Task statement = In the material below, list every line that contains the string "blurred", matching case exactly.

++++++++++++++++++++

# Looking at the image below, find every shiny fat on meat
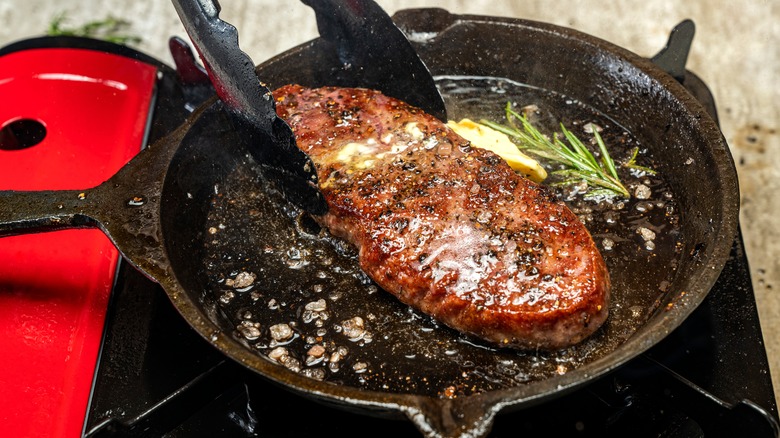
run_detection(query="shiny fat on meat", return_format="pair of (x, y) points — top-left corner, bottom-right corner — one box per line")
(274, 85), (609, 349)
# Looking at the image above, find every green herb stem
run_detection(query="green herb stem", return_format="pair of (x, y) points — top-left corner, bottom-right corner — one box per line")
(480, 102), (654, 198)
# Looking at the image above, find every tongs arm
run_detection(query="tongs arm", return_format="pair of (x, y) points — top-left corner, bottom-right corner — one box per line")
(301, 0), (447, 121)
(172, 0), (327, 214)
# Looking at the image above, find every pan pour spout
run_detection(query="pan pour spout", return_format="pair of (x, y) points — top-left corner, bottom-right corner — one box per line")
(173, 0), (328, 214)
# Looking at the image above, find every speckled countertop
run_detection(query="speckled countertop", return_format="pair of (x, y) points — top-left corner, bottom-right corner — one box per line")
(0, 0), (780, 408)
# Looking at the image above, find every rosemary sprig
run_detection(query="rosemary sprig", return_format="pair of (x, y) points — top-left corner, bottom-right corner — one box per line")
(480, 102), (652, 198)
(46, 12), (142, 45)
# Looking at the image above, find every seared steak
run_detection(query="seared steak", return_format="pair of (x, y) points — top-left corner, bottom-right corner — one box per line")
(274, 85), (609, 349)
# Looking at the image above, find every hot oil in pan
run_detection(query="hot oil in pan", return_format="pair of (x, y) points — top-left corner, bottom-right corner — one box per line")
(204, 78), (679, 397)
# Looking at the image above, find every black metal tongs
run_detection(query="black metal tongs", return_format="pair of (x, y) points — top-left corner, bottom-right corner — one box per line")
(172, 0), (446, 214)
(173, 0), (328, 214)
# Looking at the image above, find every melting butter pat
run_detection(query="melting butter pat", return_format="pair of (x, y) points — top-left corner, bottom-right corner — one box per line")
(447, 119), (547, 182)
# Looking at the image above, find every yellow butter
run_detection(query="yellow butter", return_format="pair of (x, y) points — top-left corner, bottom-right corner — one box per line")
(447, 119), (547, 182)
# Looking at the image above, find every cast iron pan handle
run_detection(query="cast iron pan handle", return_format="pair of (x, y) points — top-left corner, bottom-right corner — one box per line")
(0, 123), (189, 281)
(650, 20), (696, 83)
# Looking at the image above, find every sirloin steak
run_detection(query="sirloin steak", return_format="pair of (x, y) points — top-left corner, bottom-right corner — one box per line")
(274, 85), (609, 349)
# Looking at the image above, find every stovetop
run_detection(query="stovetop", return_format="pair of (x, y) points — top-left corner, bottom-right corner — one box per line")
(85, 73), (780, 438)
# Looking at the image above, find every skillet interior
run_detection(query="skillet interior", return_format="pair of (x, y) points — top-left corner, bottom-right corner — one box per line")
(157, 10), (738, 434)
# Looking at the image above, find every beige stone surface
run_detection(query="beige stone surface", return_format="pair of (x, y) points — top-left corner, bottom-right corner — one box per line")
(0, 0), (780, 408)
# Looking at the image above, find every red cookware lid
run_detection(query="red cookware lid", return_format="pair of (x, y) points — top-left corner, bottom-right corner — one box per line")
(0, 42), (157, 437)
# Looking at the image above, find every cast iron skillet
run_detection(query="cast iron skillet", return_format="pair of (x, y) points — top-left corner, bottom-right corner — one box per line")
(0, 10), (739, 436)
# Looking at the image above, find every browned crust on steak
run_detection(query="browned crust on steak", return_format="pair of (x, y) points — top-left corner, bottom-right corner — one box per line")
(274, 85), (609, 349)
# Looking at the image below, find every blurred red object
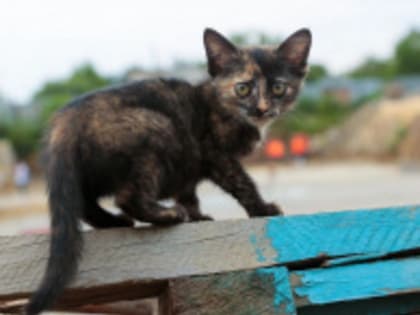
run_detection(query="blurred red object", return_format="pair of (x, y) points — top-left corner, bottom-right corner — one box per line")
(289, 133), (309, 156)
(264, 139), (286, 159)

++++++++++++++++++++

Completed task =
# Looking at the image below, find every blurred red object
run_detection(query="blurred red object", return_format="pair of (x, y) points — top-left corner, bottom-right corner — one box per line")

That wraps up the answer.